— begin —
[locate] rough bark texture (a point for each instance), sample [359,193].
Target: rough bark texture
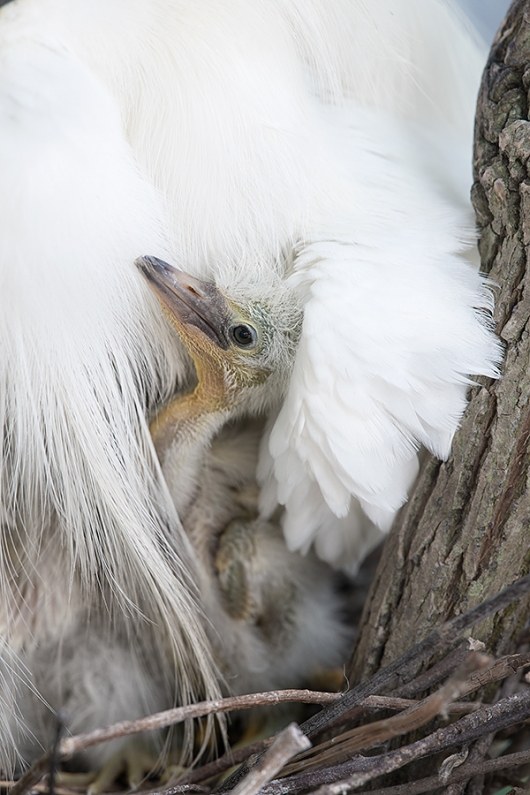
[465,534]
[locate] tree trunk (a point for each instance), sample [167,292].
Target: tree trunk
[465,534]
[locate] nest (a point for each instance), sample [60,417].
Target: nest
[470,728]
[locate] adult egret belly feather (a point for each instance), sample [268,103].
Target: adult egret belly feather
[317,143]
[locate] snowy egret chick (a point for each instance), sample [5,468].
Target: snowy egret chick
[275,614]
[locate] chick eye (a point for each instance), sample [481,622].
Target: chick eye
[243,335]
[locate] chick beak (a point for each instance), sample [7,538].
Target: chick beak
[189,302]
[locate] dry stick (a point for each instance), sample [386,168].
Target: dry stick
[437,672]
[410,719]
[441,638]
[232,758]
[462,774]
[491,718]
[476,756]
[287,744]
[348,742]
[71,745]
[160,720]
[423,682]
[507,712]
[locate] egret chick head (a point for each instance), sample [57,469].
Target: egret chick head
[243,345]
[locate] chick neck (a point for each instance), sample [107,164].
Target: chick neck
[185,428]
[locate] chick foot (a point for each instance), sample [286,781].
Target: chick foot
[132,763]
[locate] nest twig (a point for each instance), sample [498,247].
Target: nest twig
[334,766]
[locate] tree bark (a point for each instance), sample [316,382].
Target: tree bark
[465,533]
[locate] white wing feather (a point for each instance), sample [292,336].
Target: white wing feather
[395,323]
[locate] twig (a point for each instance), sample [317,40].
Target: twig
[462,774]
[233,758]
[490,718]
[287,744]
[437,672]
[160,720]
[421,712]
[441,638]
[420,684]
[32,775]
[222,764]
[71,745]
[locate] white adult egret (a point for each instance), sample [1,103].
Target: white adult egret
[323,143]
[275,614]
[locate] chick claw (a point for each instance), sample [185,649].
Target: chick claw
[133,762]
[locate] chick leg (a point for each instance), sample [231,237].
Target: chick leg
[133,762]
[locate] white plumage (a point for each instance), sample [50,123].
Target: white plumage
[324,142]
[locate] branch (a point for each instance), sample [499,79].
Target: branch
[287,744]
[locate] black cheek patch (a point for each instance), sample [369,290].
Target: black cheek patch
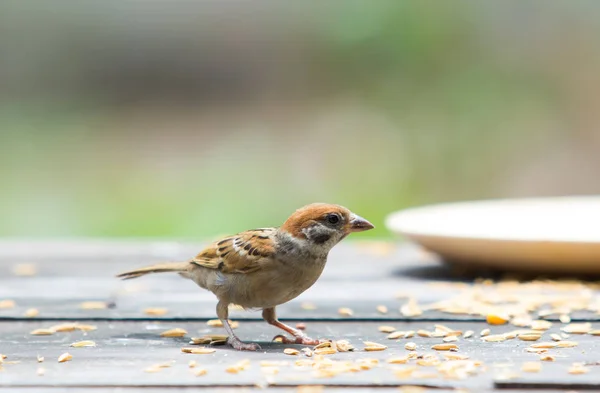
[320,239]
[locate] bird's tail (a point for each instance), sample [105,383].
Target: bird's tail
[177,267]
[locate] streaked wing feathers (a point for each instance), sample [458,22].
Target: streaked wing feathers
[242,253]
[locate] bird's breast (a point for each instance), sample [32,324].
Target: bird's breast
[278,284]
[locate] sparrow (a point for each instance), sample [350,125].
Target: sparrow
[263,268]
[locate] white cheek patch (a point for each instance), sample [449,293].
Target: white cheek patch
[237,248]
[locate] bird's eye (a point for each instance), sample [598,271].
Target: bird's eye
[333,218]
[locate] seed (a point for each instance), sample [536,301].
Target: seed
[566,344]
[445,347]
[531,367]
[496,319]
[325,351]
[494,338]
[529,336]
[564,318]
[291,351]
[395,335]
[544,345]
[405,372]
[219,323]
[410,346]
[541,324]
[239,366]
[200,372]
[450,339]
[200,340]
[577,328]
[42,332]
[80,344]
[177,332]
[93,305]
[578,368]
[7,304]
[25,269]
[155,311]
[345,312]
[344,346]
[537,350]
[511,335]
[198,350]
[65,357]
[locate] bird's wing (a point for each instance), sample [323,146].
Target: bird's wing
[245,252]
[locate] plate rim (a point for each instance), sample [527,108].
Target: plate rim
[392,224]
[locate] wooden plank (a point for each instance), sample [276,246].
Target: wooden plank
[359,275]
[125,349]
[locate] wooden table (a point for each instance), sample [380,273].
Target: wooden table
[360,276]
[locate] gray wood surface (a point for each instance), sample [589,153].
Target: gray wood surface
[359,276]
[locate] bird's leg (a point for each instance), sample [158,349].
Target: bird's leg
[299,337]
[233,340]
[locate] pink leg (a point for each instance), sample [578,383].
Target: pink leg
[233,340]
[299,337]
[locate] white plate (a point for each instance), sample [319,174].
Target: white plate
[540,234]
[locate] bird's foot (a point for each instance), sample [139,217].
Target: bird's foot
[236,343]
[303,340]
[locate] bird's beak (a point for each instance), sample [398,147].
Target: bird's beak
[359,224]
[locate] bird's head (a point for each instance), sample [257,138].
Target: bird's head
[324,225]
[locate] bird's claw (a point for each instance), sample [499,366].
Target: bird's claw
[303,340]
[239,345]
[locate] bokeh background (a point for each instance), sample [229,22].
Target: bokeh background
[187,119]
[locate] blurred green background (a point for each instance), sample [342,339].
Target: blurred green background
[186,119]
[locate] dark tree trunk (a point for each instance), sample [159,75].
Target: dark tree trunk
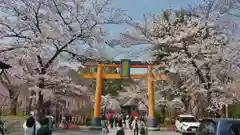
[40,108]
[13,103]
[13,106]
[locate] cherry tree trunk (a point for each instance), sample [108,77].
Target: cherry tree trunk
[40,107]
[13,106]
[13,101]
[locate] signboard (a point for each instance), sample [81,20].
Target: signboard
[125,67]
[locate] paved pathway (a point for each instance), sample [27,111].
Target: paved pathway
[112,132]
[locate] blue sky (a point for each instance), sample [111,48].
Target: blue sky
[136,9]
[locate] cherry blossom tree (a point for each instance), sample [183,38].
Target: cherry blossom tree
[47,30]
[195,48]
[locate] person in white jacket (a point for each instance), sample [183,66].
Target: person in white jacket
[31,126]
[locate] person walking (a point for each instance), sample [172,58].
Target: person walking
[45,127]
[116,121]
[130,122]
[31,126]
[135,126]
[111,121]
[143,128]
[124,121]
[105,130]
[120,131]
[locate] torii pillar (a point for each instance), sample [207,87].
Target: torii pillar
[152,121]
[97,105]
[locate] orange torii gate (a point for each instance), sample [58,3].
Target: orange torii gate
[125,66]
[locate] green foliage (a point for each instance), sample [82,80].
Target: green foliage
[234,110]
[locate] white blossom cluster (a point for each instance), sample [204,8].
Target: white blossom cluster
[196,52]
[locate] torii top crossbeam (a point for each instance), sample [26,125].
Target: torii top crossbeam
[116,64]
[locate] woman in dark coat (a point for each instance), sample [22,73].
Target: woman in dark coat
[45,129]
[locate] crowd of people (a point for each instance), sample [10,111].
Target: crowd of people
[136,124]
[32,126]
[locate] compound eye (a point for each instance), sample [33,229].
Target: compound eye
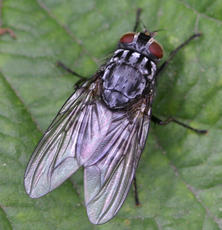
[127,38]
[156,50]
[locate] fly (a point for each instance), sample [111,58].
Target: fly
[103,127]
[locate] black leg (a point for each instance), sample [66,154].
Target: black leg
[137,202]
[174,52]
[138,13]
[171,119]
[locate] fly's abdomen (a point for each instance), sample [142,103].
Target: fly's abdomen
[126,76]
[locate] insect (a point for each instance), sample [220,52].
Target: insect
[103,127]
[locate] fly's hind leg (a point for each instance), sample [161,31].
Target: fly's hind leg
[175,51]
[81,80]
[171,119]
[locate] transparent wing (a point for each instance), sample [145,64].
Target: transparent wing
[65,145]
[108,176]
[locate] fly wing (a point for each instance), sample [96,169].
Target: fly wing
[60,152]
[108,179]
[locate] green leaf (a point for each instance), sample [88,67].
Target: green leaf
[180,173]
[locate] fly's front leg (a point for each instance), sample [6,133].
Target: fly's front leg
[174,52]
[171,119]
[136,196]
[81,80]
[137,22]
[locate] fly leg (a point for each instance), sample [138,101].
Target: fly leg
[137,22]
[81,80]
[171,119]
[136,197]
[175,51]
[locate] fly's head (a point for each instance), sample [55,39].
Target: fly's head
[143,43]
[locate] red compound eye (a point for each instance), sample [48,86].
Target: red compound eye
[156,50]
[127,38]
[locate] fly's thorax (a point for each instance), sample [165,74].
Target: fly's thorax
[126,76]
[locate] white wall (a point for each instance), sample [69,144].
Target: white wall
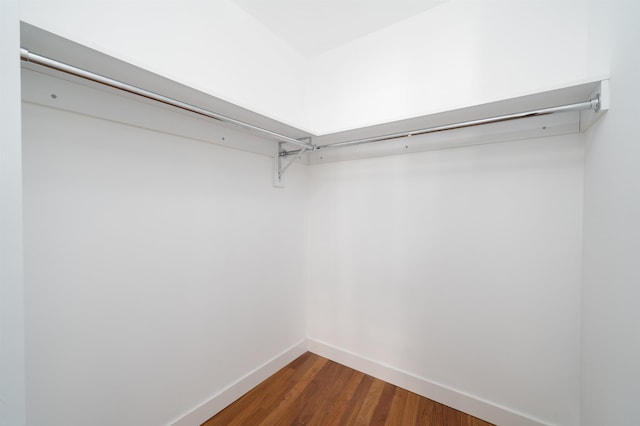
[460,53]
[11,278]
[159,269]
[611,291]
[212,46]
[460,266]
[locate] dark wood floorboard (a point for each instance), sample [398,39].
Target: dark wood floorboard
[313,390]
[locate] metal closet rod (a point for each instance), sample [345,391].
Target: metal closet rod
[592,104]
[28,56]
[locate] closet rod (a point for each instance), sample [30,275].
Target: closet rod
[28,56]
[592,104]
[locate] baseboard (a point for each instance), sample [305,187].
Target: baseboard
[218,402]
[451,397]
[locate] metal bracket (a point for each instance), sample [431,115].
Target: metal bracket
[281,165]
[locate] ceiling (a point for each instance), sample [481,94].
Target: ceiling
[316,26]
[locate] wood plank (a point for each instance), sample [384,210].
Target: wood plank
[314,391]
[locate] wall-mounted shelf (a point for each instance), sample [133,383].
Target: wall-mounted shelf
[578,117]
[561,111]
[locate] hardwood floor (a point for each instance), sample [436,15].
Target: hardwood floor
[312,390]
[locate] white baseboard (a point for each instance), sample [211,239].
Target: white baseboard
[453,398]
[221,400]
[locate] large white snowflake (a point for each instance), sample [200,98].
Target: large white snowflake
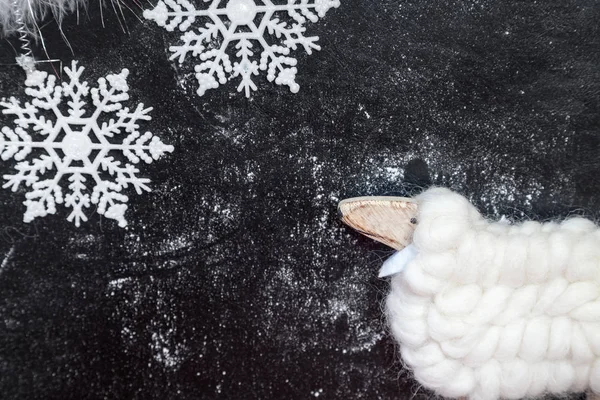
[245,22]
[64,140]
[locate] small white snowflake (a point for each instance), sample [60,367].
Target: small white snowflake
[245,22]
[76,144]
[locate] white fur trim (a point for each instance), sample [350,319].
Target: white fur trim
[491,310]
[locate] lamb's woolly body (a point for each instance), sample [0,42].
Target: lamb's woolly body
— end —
### Do this:
The lines to write out run from the one containing "[locate] ceiling (a" through the final line of the material above, both included; write them out exactly, with no pictures.

### Completed task:
[locate] ceiling (a point for each instance), sample [481,94].
Target: ceiling
[316,26]
[locate] wood plank (a point for each instance), sample [384,210].
Target: wood plank
[314,391]
[locate] wall-mounted shelf (a point for each instance), sample [133,383].
Target: wall-mounted shelf
[578,117]
[561,111]
[locate] hardwood floor (a point for each instance), sample [436,15].
Target: hardwood floor
[312,390]
[locate] white baseboard (a point for each instance), sample [211,239].
Target: white baseboard
[453,398]
[221,400]
[locate] large white snowflake (a point for each instance), sample [200,98].
Target: large white snowflake
[245,22]
[64,140]
[locate] small white snowflake (a point for each instance), sample [60,367].
Target: small white snowflake
[245,22]
[76,144]
[locate] white fur trim (a point for each instance), sample [350,319].
Target: white fur trim
[491,310]
[locate] lamb's woolly body (a point for each instance), sample [0,42].
Target: lamb's woolly body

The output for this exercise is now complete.